• **The problem**: Rewrite all the records below as a single numbered list, omitting blank lines and leaving out the pictures.

• **Records for the task**:
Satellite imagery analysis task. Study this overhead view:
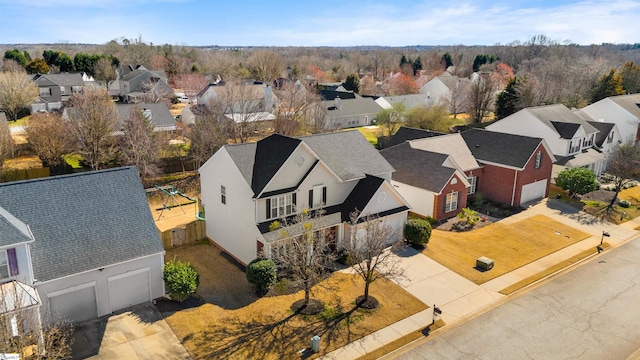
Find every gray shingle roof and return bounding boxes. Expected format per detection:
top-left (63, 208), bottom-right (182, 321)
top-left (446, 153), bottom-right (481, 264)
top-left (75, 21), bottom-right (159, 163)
top-left (0, 167), bottom-right (164, 281)
top-left (380, 142), bottom-right (456, 192)
top-left (460, 129), bottom-right (542, 169)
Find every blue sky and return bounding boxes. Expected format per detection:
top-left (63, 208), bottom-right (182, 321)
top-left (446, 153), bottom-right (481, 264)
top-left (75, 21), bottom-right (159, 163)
top-left (0, 0), bottom-right (640, 46)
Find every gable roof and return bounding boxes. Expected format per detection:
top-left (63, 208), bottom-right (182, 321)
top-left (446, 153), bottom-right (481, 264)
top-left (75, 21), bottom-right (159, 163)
top-left (387, 126), bottom-right (446, 147)
top-left (380, 142), bottom-right (456, 193)
top-left (251, 134), bottom-right (300, 196)
top-left (589, 121), bottom-right (616, 147)
top-left (524, 104), bottom-right (598, 135)
top-left (409, 133), bottom-right (480, 171)
top-left (0, 167), bottom-right (164, 282)
top-left (460, 129), bottom-right (555, 169)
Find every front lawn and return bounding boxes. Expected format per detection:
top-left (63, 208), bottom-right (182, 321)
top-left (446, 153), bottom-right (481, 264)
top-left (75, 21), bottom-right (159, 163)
top-left (165, 244), bottom-right (427, 359)
top-left (424, 215), bottom-right (590, 284)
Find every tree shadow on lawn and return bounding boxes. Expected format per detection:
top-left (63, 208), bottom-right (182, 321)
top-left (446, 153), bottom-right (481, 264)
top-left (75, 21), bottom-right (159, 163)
top-left (188, 300), bottom-right (371, 359)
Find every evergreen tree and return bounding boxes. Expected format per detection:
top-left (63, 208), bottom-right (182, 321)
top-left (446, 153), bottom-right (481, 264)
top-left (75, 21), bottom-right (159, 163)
top-left (591, 68), bottom-right (624, 103)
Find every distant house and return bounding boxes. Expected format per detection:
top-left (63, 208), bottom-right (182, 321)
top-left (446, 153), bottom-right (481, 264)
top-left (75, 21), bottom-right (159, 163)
top-left (199, 131), bottom-right (409, 264)
top-left (486, 104), bottom-right (606, 175)
top-left (582, 94), bottom-right (640, 143)
top-left (320, 90), bottom-right (382, 130)
top-left (116, 103), bottom-right (176, 131)
top-left (0, 167), bottom-right (164, 321)
top-left (31, 73), bottom-right (84, 112)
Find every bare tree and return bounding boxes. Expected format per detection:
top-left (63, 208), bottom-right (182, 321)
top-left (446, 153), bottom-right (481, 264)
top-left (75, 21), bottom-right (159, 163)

• **Result below**:
1. Satellite imagery analysis task. Study this overhead view:
2. Find every gray shingle roof and return bounding boxes. Expected format per detection:
3. top-left (63, 208), bottom-right (182, 321)
4. top-left (446, 153), bottom-right (481, 264)
5. top-left (75, 21), bottom-right (159, 163)
6. top-left (0, 167), bottom-right (164, 281)
7. top-left (380, 142), bottom-right (456, 192)
8. top-left (460, 129), bottom-right (542, 169)
9. Find every blue sky and return bounding boxes. Expected format per detection:
10. top-left (63, 208), bottom-right (182, 321)
11. top-left (446, 153), bottom-right (481, 264)
12. top-left (75, 21), bottom-right (159, 163)
13. top-left (0, 0), bottom-right (640, 46)
14. Find every gable roof and return bounding boxes. Expected format per detection:
15. top-left (63, 208), bottom-right (182, 321)
16. top-left (446, 153), bottom-right (481, 264)
17. top-left (75, 21), bottom-right (159, 163)
18. top-left (387, 126), bottom-right (446, 147)
19. top-left (380, 142), bottom-right (456, 193)
20. top-left (251, 134), bottom-right (300, 196)
21. top-left (589, 121), bottom-right (616, 147)
22. top-left (524, 104), bottom-right (598, 135)
23. top-left (409, 133), bottom-right (480, 171)
24. top-left (0, 167), bottom-right (164, 282)
25. top-left (460, 129), bottom-right (555, 169)
26. Find every front lawn and return bounding boxes. Expected format per detection:
27. top-left (63, 208), bottom-right (182, 321)
28. top-left (446, 153), bottom-right (481, 264)
29. top-left (75, 21), bottom-right (159, 163)
30. top-left (165, 244), bottom-right (427, 359)
31. top-left (424, 215), bottom-right (590, 284)
32. Find every tree shadow on lawn and return bounding boxes. Expected format per detection:
33. top-left (63, 208), bottom-right (182, 321)
34. top-left (446, 153), bottom-right (481, 264)
35. top-left (75, 21), bottom-right (159, 163)
36. top-left (188, 300), bottom-right (371, 359)
37. Find every evergreen tree and return bounding boxes. Expected format per detection:
38. top-left (63, 208), bottom-right (182, 321)
39. top-left (446, 153), bottom-right (481, 264)
40. top-left (75, 21), bottom-right (159, 163)
41. top-left (591, 68), bottom-right (624, 103)
42. Find every distant house and return bounding boxes. Expected format per detection:
43. top-left (63, 208), bottom-right (182, 321)
44. top-left (446, 153), bottom-right (481, 264)
45. top-left (75, 21), bottom-right (159, 163)
46. top-left (199, 131), bottom-right (409, 264)
47. top-left (486, 104), bottom-right (606, 175)
48. top-left (582, 94), bottom-right (640, 143)
49. top-left (320, 90), bottom-right (382, 130)
50. top-left (116, 103), bottom-right (176, 131)
51. top-left (0, 167), bottom-right (164, 321)
52. top-left (31, 73), bottom-right (84, 112)
53. Find every bare tree and return bounding boxes. Expected format per detection:
54. top-left (63, 208), bottom-right (182, 321)
55. top-left (446, 153), bottom-right (481, 264)
56. top-left (75, 21), bottom-right (159, 163)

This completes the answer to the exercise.